Location identification entries
— start —

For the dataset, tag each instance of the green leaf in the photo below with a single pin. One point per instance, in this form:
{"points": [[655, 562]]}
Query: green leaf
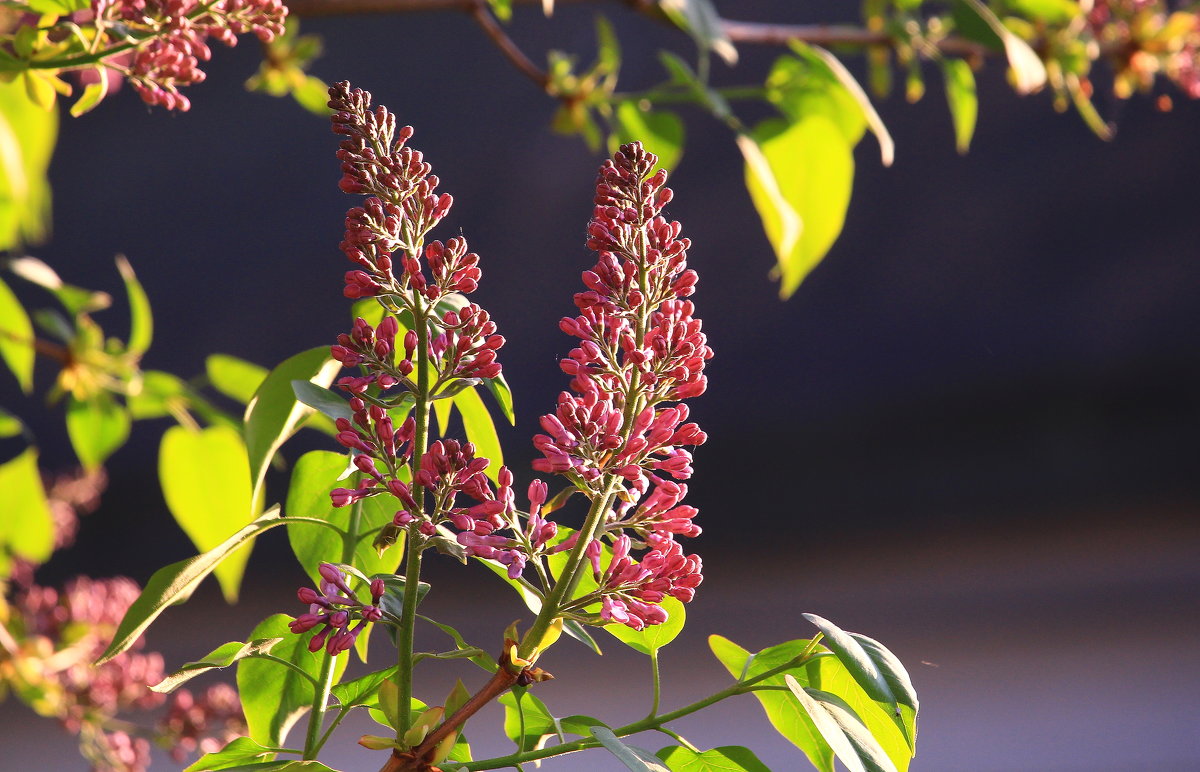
{"points": [[660, 131], [10, 425], [653, 636], [724, 759], [16, 335], [363, 689], [480, 430], [27, 527], [220, 657], [960, 95], [847, 81], [91, 96], [156, 395], [502, 9], [634, 758], [841, 728], [141, 317], [785, 713], [321, 399], [1029, 72], [503, 394], [237, 378], [96, 426], [539, 722], [27, 141], [235, 753], [175, 584], [315, 474], [274, 413], [205, 482], [484, 659], [700, 19], [868, 665], [273, 696], [799, 178]]}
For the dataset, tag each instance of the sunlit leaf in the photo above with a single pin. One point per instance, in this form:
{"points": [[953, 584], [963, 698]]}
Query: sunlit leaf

— end —

*WHAT THE TASK ASKS*: Take the lines from the start of the records through the line containing "Query: green leaf" and give them as a numbered list, skipping any blank lines.

*TASK OUTPUT*:
1. For the dataset, tag each instance of the green leaf in the photo below with a single pin. One point per instance, in this form:
2. {"points": [[655, 562]]}
3. Query: green leaf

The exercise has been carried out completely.